Между тем наибольшее впечатление на Владимира Путина произвел, пока без сомнения, сюжет про то, как в Рязани сдали в эксплуатацию площадку в парке, которой на самом деле до сих пор не существует.
— Какая наглость! — не мог поверить президент, который вроде бы должен был уже привыкнуть: и с целыми космодромами в его стране так бывает.
— Нет, в этом случае, конечно, удивительно!..— поражался Владимир Путин.— Я думаю, Александр Иванович Бастрыкин нас слышит и случая проявить свои профессиональные качества не упустит!
Последовали, впрочем, несколько позитивных сюжетов, снятых блогерами: Захар Прилепин рассказал, что зря блогеров упрекают в том, что бесплатно они снимают все только плохое, а за деньги — все только хорошее. Мы убедились, что и на Чукотке есть что снять не за деньги: блогер из Певека призналась, что никак не ожидала, что сможет ходить на каблуках под окнами собственного многоквартирного дома.
— Надо же,— вздыхал Захар Прилепин,— на каблуках можно пройти — и уже счастье у людей!
Еще один сюжет повествовал о тяжелом положении 90 «сирот и членов их семей». Тут надо понимать, что в этой фразе нет противоречия здравому смыслу и что речь шла, видимо, о бывших сиротах, которые теперь женились или вышли замуж. Их вселили в дом, построенный по специальной программе для них, и теперь в этом доме были трещины в стенах, грибок, отваливались батареи, вздымались полы, размножались клопы…
— Да это криминальный случай! — недоумевал Владимир Путин.

ПРЕДОСТАВЛЕННЫЕ ДАННЫЕ —
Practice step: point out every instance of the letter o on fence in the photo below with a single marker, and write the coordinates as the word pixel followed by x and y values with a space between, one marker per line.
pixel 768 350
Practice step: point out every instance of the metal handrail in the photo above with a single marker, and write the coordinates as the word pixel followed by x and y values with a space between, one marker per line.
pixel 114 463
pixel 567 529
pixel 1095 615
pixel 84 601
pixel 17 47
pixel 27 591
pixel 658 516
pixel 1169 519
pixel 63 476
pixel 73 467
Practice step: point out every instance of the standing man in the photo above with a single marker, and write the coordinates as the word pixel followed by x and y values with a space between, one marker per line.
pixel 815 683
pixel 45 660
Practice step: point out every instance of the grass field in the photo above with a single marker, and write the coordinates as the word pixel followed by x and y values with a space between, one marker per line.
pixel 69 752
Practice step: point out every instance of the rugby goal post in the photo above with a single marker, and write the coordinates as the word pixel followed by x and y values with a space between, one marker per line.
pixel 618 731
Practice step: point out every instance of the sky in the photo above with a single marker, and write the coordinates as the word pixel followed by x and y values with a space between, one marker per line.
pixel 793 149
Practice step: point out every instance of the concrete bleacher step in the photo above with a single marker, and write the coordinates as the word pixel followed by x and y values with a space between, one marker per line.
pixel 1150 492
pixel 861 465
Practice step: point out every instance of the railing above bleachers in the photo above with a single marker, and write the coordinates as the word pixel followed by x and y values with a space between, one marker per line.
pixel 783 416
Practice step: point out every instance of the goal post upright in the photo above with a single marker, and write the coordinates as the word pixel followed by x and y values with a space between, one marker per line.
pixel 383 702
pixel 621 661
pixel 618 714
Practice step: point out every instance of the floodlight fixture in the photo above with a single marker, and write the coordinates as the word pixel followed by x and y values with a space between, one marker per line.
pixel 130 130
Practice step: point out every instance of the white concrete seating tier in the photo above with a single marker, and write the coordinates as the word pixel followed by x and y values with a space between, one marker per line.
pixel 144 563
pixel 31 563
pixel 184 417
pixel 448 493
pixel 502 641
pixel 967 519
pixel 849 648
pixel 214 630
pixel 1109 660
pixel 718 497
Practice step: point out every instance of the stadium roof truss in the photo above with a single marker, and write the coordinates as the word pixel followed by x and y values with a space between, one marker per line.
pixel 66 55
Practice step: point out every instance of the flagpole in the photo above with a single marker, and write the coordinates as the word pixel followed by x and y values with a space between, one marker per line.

ВАШЕ ЗАДАНИЕ —
Пожалуйста, допишите продолжение текста о сюжетах, показанных Владимиру Путину, начиная сразу после его последней фразы.

РЕЗУЛЬТАТ —
— У нас все случаи криминальные! — со странным восторгом подтверждал Эдуард Петров.
— Не все,— не соглашался Владимир Путин.
Согласиться с таким он, видимо, в самом деле не мог. Или не должен был.
Бесчисленные сюжеты на бытовые темы, с одной стороны, снижали пафос встречи. То есть региональные журналисты не спрашивали его о туманных перспективах продления договора СНВ-3. С другой стороны, всем, по-моему, хотелось уже и какого-то более оперативного простора.
И он, кажется, в конце концов открылся, когда журналисты, уже не обращая внимания на то, что не все еще снятые к этому дню сюжеты показаны, начали спрашивать президента, и все тут.
Первый же вопрос между тем оказался по существу. Владимира Путина спросили, что он думает о ситуации в Екатеринбурге, где продолжаются протесты против строительства храма. Вопрос был задан очень сбивчиво, но господин Путин, видимо, уловил главное.
— Они безбожники? — переспросил он.
— Нет! — воскликнул журналист.
На лице господина Путина отразилось недоумение: тогда кто?
— Ни те, ни другие друг друга не слышат! — объяснил журналист.
Судя по тому, как Владимир Путин начал интересоваться тем, не безбожники ли эти люди, можно было предположить, что он вообще не в курсе истории. Но это оказалось не так.
— Я об этом услышал, и то мельком, вчера! — сообщил президент.— Это чисто региональная история…
Он рассказал, впрочем, что есть простой способ решить проблему: «провести опрос, и меньшинство подчинится большинству», и вот «так работает демократия…»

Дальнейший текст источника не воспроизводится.